### What is needed
Take the data and return it in full. Change nothing.

### Exercise data

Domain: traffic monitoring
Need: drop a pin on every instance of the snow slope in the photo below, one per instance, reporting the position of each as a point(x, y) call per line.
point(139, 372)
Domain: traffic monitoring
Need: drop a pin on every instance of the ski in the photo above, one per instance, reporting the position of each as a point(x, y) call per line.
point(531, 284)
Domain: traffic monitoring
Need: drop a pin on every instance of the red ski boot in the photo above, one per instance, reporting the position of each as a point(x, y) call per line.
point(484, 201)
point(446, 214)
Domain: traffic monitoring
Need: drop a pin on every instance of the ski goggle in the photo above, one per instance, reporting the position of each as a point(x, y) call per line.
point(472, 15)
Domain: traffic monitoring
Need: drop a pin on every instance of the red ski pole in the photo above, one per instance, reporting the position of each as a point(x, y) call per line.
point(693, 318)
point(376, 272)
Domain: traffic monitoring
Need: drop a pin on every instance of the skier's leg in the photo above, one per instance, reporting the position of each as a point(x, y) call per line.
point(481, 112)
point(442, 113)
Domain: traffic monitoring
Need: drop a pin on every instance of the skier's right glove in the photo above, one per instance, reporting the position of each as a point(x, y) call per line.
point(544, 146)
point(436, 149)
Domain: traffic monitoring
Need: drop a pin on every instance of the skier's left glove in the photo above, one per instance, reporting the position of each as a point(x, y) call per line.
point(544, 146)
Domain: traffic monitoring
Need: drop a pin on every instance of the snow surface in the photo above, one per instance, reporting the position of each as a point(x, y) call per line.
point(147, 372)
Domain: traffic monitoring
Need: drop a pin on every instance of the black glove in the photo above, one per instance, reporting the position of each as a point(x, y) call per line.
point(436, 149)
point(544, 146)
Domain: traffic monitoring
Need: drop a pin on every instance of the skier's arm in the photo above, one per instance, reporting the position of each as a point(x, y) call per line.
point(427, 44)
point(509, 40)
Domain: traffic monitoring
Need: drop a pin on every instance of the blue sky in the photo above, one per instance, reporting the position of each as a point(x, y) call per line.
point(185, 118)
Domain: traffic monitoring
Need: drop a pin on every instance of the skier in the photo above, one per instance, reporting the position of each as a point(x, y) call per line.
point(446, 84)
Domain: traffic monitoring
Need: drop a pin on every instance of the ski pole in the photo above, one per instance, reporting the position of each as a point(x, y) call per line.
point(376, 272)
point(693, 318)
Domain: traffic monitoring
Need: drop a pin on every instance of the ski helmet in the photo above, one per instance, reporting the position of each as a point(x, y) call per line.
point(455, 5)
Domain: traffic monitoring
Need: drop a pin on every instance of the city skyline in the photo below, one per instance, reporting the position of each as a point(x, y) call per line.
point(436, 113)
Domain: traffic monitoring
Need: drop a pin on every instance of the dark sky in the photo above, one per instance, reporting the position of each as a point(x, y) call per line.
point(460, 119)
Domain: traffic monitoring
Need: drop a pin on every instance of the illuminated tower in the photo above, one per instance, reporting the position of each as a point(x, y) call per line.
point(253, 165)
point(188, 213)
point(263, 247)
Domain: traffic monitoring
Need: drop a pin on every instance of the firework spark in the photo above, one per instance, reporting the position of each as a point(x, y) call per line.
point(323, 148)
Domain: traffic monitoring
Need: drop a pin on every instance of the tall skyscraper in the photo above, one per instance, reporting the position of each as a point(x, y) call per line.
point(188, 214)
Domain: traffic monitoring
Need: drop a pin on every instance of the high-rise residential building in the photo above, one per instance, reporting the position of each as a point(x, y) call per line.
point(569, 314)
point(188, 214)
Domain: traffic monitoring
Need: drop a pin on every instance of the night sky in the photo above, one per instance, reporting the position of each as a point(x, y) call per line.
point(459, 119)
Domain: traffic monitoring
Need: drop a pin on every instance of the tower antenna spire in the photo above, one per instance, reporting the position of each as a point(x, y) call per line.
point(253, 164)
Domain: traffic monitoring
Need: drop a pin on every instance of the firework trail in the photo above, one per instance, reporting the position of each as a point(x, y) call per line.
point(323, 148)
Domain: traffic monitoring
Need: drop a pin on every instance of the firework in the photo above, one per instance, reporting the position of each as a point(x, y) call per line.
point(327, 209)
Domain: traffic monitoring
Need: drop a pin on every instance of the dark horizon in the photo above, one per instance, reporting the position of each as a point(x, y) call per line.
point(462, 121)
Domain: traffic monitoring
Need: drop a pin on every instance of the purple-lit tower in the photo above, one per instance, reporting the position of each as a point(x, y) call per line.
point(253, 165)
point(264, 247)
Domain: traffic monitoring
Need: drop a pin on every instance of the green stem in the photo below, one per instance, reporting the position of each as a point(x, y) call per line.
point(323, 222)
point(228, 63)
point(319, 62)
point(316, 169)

### Exercise response
Domain: traffic monitoring
Need: drop a pin on every instance of the snow slope in the photo below, one per instance, reporting the position of each as a point(x, y) call per line.
point(139, 372)
Domain: traffic monitoring
Need: drop a pin on every instance of the ski in the photo above, one per instance, reporting the position of each as a point(x, y) call per line.
point(531, 284)
Domain: traffic monitoring
Need: drop a pin on every instance of the red ski boot in the photo above, one per instance, reporting the position of each as a point(x, y) call per line.
point(484, 201)
point(446, 214)
Domain: traffic monitoring
Need: drop a pin on every instance of the ski goggle in the photo above, one per instance, reporting the position of each as a point(x, y) call per line.
point(472, 15)
Domain: traffic monitoring
Need: drop a pin on every instance of the red ski pole in the photo above, one per instance, reporting the position of each as a point(x, y) call per line.
point(693, 318)
point(376, 272)
Domain: traffic monitoring
Need: drop a pin on every instance of the skier's leg in the photo above, one per instance, reporting the position of each as a point(x, y) call per line.
point(481, 112)
point(442, 113)
Domain: traffic monitoring
Need: drop a pin on every instance of the skier's right glove in the photo above, one per instance, reporting the position of each as a point(x, y) call per line.
point(544, 146)
point(436, 149)
Domain: traffic monitoring
Need: drop a pin on every instance of the skier's left glove in the photo above, one per instance, reporting the position of each as a point(x, y) call per line.
point(544, 146)
Domain: traffic monitoring
Need: drop a pin on every instance of the snow surface in the photo above, one per instance, reporting the position of each as a point(x, y) call per line.
point(147, 372)
Domain: traffic monitoring
Need: drop a pin on every instance of the black glove in the photo above, one per instance, reporting the position of each as a point(x, y) call per line.
point(436, 149)
point(544, 146)
Domain: traffic monitoring
Need: drop a pin on every instance of the skier's arm in the photo above, one per instance, reporting the position of each as a point(x, y) call per line.
point(427, 44)
point(509, 40)
Domain: traffic monitoring
Need: drop a pin on every instance of the blue sky in the photo above, one per instance, reporting the position of each as a point(x, y) call per line.
point(185, 118)
Domain: traffic monitoring
Need: drop a pin on every instance of the skier in the photo above, one per instance, reporting the position of each as a point(x, y) call per line.
point(446, 84)
Domain: traffic monitoring
Need: drop a pin on every instance of the ski pole in the photo above, one per instance, reporting the position of each as a point(x, y) call per line.
point(376, 272)
point(693, 318)
Domain: traffic monitoring
Need: drop a pin on every instance of the ski helmet in the photo above, one per instance, reporting the position of each as a point(x, y) call per line.
point(455, 5)
Domain: traffic monitoring
Need: drop a pin on every instance of the city skyline in the photo below, one per instance, reporting the position of each as a point(x, y) call per line.
point(436, 113)
Domain: traffic monitoring
Need: drop a pin on every instance of the dark sky in the photo above, one per instance, reporting the position of each as a point(x, y) call per line.
point(460, 119)
Domain: traffic monitoring
Need: drop a pin on every instance of the illuminated tower in the photo above, one per instance, reporting the position of each as a point(x, y) call per line.
point(253, 165)
point(188, 213)
point(263, 247)
Domain: traffic monitoring
Need: drop a pin on every instance of the firework spark in the photo above, one per instance, reporting the position of each as a point(x, y) call per line.
point(323, 148)
Domain: traffic monitoring
Need: drop a pin on every instance of the tall skyscraper in the photo above, one per instance, reporting the position of each as a point(x, y) call per line.
point(188, 214)
Domain: traffic monitoring
Need: drop a pin on every instance of the high-rise residential building in the photo above, one per instance, reporting the position of each as a point(x, y) call per line.
point(569, 314)
point(188, 214)
Domain: traffic monitoring
Need: drop a pin on every instance of the night sky in the photo above, one per instance, reporting the position of each as a point(x, y) call per line.
point(459, 119)
Domain: traffic monitoring
Need: drop a pin on every instance of the tower antenna spire in the photo above, one per instance, reporting the position of each as a point(x, y) call per line.
point(253, 164)
Domain: traffic monitoring
Need: drop a pin on every instance of the firework trail in the photo above, one per instance, reporting the position of each as a point(x, y) call per line.
point(323, 148)
Domain: traffic monitoring
Need: drop a pin on every instance of the firework in the photo above, one per instance, reporting the position of each as a point(x, y) call per line.
point(327, 209)
Domain: traffic monitoring
Need: drop a pin on every instance of the dark horizon in the photo above, one per instance, reporting the position of each as a point(x, y) call per line.
point(462, 121)
Domain: traffic monitoring
Need: drop a pin on every instance of the purple-lit tower in the photo above, one per instance, reporting the position of each as a point(x, y) call per line.
point(253, 165)
point(264, 247)
Domain: traffic monitoring
Need: drop a pin on every instance of the green stem in the photo below, one per instance, reporting the position of each as a point(x, y) call per line.
point(323, 222)
point(228, 63)
point(319, 62)
point(316, 169)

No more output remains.